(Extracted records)
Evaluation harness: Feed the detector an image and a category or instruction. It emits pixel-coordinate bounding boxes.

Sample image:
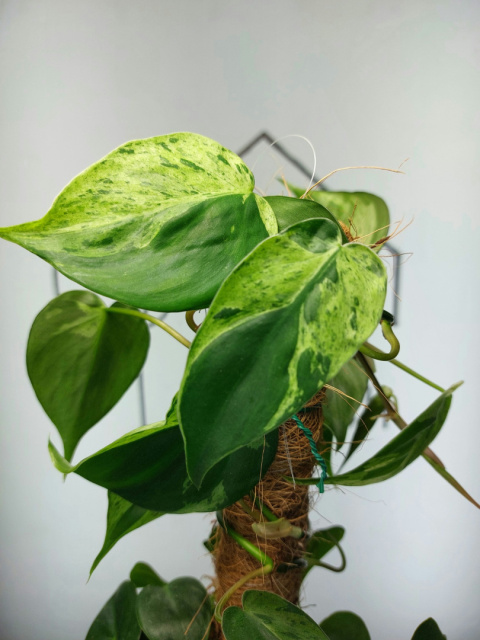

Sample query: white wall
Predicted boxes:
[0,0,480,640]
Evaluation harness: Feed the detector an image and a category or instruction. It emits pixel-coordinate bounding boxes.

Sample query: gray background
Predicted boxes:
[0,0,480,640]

--

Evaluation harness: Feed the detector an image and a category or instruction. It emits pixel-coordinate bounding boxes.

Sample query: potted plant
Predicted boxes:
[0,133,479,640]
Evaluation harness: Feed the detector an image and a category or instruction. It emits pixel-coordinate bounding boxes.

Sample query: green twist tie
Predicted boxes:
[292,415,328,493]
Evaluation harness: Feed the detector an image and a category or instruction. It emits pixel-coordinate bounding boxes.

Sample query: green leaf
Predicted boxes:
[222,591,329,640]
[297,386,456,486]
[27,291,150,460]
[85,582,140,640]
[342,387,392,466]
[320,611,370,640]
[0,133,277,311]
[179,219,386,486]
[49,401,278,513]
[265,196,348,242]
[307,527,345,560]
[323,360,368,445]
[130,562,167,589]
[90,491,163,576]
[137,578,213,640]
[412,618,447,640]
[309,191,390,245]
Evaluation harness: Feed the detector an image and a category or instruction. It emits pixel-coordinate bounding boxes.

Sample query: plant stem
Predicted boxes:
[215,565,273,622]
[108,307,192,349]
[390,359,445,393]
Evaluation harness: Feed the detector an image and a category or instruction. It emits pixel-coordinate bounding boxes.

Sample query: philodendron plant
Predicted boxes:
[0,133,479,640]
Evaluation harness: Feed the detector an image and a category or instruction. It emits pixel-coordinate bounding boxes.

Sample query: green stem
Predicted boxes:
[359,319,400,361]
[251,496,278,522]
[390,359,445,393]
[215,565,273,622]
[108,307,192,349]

* Goal of the exercise
Collect every line in the rows above that contains the string "Sample". Match case exactly.

* The reply
Sample image:
Sample query: white wall
Sample query: gray background
Sample query: potted plant
Sample query: green twist tie
Sample query: green leaf
Sample query: plant stem
Sample query: philodendron plant
Sample query: green stem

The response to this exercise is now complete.